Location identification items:
Begin

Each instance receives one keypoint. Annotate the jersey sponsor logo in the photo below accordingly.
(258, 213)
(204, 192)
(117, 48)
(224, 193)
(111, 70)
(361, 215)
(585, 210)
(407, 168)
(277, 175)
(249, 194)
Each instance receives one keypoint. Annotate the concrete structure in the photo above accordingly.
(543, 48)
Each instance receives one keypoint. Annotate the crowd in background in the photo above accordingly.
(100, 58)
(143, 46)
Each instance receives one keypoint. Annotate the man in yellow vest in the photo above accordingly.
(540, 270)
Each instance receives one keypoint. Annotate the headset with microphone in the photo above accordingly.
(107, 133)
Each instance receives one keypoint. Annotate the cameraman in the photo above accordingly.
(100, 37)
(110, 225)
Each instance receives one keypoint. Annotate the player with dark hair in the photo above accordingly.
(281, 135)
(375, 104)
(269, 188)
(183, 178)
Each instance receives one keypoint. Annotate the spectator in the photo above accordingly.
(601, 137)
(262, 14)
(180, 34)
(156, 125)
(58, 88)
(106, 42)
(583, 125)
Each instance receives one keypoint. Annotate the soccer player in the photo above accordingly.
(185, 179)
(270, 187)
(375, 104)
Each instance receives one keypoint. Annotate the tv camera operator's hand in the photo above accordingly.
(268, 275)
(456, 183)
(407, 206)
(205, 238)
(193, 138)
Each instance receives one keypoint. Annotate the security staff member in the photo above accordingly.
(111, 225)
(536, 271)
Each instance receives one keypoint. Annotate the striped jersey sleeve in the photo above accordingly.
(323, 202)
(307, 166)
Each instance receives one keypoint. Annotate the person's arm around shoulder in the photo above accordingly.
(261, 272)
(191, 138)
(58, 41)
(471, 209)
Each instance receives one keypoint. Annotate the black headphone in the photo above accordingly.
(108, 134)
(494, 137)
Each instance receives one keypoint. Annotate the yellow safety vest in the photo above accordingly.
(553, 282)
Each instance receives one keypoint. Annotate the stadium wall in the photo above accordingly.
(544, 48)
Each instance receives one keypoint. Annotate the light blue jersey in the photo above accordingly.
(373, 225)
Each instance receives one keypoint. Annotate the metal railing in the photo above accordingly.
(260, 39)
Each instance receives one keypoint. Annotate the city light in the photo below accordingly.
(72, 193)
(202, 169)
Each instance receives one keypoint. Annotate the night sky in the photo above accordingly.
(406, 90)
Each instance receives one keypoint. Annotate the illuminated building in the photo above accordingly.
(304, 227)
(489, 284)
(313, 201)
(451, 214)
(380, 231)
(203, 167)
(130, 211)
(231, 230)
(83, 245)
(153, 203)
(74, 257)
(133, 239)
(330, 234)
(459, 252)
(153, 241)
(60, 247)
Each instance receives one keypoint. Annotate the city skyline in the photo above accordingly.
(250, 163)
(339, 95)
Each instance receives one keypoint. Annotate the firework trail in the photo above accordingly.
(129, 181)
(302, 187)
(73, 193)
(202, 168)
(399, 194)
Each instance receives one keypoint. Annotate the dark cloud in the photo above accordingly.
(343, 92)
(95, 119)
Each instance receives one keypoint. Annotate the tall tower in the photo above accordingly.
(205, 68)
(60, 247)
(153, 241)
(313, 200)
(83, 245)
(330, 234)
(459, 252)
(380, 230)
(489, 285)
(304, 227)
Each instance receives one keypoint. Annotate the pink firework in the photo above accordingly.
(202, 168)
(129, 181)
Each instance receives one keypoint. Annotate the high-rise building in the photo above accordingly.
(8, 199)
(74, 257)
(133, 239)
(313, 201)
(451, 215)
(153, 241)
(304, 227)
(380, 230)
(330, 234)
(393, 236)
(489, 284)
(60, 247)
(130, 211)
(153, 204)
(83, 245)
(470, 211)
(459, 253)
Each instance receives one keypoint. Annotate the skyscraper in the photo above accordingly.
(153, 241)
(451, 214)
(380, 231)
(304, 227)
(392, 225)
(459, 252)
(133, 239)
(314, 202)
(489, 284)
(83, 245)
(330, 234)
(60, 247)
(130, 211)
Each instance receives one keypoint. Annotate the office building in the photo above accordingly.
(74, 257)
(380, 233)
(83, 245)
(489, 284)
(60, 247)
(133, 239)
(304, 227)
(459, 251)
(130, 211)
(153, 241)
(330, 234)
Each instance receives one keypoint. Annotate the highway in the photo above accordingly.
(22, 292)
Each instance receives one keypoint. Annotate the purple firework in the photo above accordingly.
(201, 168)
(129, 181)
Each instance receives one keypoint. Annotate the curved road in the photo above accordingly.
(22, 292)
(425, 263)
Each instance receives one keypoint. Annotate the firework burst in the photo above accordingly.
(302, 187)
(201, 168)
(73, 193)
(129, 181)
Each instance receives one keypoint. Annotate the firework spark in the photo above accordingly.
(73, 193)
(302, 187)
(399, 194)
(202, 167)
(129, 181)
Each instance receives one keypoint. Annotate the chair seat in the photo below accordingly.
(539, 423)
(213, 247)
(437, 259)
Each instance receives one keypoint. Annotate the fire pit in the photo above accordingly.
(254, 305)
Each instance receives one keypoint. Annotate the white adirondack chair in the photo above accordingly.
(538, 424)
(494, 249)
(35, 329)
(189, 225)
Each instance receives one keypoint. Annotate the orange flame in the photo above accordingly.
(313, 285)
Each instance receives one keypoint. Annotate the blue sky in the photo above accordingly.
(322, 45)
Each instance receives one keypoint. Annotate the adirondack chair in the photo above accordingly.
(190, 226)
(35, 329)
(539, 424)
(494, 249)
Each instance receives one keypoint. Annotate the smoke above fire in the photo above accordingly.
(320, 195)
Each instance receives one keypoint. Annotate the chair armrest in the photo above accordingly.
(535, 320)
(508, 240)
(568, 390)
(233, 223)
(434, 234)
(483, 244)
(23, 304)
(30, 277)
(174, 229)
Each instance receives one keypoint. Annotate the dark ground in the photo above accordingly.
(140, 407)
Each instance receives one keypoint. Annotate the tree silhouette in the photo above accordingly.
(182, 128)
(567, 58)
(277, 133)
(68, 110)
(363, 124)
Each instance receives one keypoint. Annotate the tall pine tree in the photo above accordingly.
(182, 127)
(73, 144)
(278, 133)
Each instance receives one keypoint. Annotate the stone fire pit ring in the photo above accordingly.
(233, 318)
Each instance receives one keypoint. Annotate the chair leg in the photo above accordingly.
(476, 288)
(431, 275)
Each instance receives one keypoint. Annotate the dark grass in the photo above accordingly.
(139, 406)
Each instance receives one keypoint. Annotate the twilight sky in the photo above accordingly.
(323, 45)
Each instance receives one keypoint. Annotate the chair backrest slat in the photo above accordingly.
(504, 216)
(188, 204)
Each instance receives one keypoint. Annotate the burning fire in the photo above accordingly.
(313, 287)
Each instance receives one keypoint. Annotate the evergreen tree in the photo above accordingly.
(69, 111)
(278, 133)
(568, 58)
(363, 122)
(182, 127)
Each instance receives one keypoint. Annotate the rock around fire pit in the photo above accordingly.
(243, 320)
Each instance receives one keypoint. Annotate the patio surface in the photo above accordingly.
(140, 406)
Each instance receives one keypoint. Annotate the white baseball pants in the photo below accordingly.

End

To do: Starting at the line with "Each instance receives one keypoint. Annotate the tall pine", copy every line up to and including the last one in the entries above.

Full answer:
Each instance receives one keypoint. Annotate the tall pine tree in the photo above accordingly.
(182, 127)
(73, 144)
(278, 133)
Each instance receives one keypoint. Annotate the stone fire pit ring in the photo above accordingly.
(233, 318)
Each instance receives one keypoint. Annotate the chair leg in the photo above accordingly.
(476, 288)
(431, 275)
Each instance receives one keypoint. Annotate the dark grass in the photo above accordingly.
(139, 406)
Each instance receives one keypoint. Annotate the twilight sky in the photo above accordingly.
(323, 45)
Each instance receives one keypoint. Annotate the chair backrest slat in the photo above accordingly.
(504, 216)
(188, 204)
Each instance receives one keypoint. Annotate the burning fire in the photo above accordingly.
(313, 287)
Each instance receives one keypoint. Annotate the evergreen tree in the photo above accordingly.
(69, 111)
(278, 133)
(568, 58)
(363, 122)
(182, 127)
Each instance receives one keypoint. Annotate the rock around fire pit in the photo above accordingly.
(243, 320)
Each instance receives one keypoint. Annotate the patio surface in the photo above accordingly.
(140, 406)
Each instance receives one keypoint. Annotate the white baseball pants in the photo below accordingly.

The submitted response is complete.